[DOCUMENT EXTRACT — start]

Tests were performed both with and without a GCL placed between the geomembrane and the compacted clay liner at normal stresses ranging from 348 to 4,145 kPa (18m to 220m of ore) to evaluate the level of protection provided by the GCL. Results indicate that geomembranes are vulnerable to severe puncture damage due to shear displacements under high normal stress and that including a GCL between the geomembrane and the compacted clay liner can essentially eliminate such damage.

Chemical compatibility

GCLs are factory-manufactured liners containing sodium bentonite clay with a hydraulic conductivity of about 5 × 10-9 cm/sec with deionized water. The amount of bentonite swelling and, therefore, the GCL hydraulic conductivity, can be influenced by the presence of divalent cations (e.g., calcium and magnesium), high ionic strength, or extreme pH solutions. GCL chemical compatibility is therefore an important consideration in heap leach pad applications because high-pH cyanide solutions are used to leach gold and silver, and low-pH sulfuric acid solutions are generally used to leach copper, uranium, and nickel laterites.

Relative to high-pH dilute cyanide leaching solutions, CETCO (2000) presented hydraulic conductivity results showing that GCLs are compatible with gold PLS, with a long-term hydraulic conductivity on the order of 10-9 cm/sec.

Relative to sulfuric acid leaching solutions, Jo et al. (2001) found that sodium bentonite exhibited approximately a 50% decrease in swell at pH values less than 3. As part of the same study, GCL permeability values on the order of 10-6 to 10-5 cm/sec were measured at pH values less than 2.

Ruhl and Daniel (1997) found that when exposed to strong acid, a GCL’s buffering capacity was not exhausted until after 15 pore volumes of flow. At the low water flow rates expected in a liner, it may take years for the first 15 pore volumes to flow through the liner. By this time, the liner will likely be covered and compressed by several hundred feet of ore so the GCL’s permeability will be greatly reduced.

Athanassopoulos et al. (2009) performed permeability tests on both an intact GCL sample and a GCL sample that had been pierced by a large stone during an earlier high-stress puncture test. The permeant solution for these tests was a copper PLS (pH = 2; EC =37 mS/cm) collected from an active copper leach heap in the southwestern U.S.

Permeability testing was performed at effective stresses ranging from 34.5 to 3,166 kPa (2 to 170 m of ore), to span the range of operational stages of a typical copper heap leach facility. The results of these permeability tests showed that at low effective stress, the GCL permeability was greater than 10-6 cm/sec.

Because effective stress was increased to simulate increasingly higher ore heights on the liner, the permeability decreased significantly, reaching values less than 10-10 cm/sec at 1,440 kPa (75m of ore). Interestingly, similar behavior was exhibited by the punctured specimen, as shown in Figure 1.

[DOCUMENT EXTRACT — finish]
[DATA FOR ANALYSIS — start]

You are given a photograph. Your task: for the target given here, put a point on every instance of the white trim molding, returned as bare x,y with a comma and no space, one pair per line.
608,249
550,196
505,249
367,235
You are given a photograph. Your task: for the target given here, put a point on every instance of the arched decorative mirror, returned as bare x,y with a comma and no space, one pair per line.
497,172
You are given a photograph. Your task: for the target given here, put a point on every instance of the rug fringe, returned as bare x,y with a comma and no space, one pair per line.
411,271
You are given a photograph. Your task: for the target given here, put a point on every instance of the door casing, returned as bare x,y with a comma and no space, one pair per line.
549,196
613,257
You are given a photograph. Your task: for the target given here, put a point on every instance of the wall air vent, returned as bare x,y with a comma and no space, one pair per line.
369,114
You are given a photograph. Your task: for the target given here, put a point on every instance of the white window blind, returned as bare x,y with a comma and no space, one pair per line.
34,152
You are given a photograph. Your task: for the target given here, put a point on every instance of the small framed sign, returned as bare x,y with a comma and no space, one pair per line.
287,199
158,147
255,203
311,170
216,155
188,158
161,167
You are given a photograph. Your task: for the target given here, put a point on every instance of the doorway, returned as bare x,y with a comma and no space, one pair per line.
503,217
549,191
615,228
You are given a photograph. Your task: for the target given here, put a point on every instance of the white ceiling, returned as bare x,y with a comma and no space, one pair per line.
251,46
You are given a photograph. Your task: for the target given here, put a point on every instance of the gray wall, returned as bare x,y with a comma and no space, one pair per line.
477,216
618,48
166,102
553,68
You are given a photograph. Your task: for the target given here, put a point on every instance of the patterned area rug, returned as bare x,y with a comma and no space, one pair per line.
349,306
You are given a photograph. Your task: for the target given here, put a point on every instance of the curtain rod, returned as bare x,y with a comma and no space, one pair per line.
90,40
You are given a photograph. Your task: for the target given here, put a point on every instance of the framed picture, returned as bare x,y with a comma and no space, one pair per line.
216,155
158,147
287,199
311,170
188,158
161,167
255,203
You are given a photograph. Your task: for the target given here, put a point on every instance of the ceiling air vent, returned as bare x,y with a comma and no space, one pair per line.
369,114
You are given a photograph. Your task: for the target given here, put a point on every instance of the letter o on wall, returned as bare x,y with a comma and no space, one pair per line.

[DATA FOR ANALYSIS — finish]

| ABOUT THIS TASK |
Could you recast the paragraph of the heap leach liner excerpt that begins "Ruhl and Daniel (1997) found" as a short list that keeps its main facts? Work from the heap leach liner excerpt alone and leave the material aside.

| RESULT OF THIS EXERCISE |
- Ruhl and Daniel (1997) found that under strong acid, a GCL's buffering capacity was not exhausted until after 15 pore volumes of flow.
- At the low water flow rates expected in a liner, the first 15 pore volumes may take years to pass through.
- By then, several hundred feet of ore will likely cover and compress the liner, greatly reducing the GCL's permeability.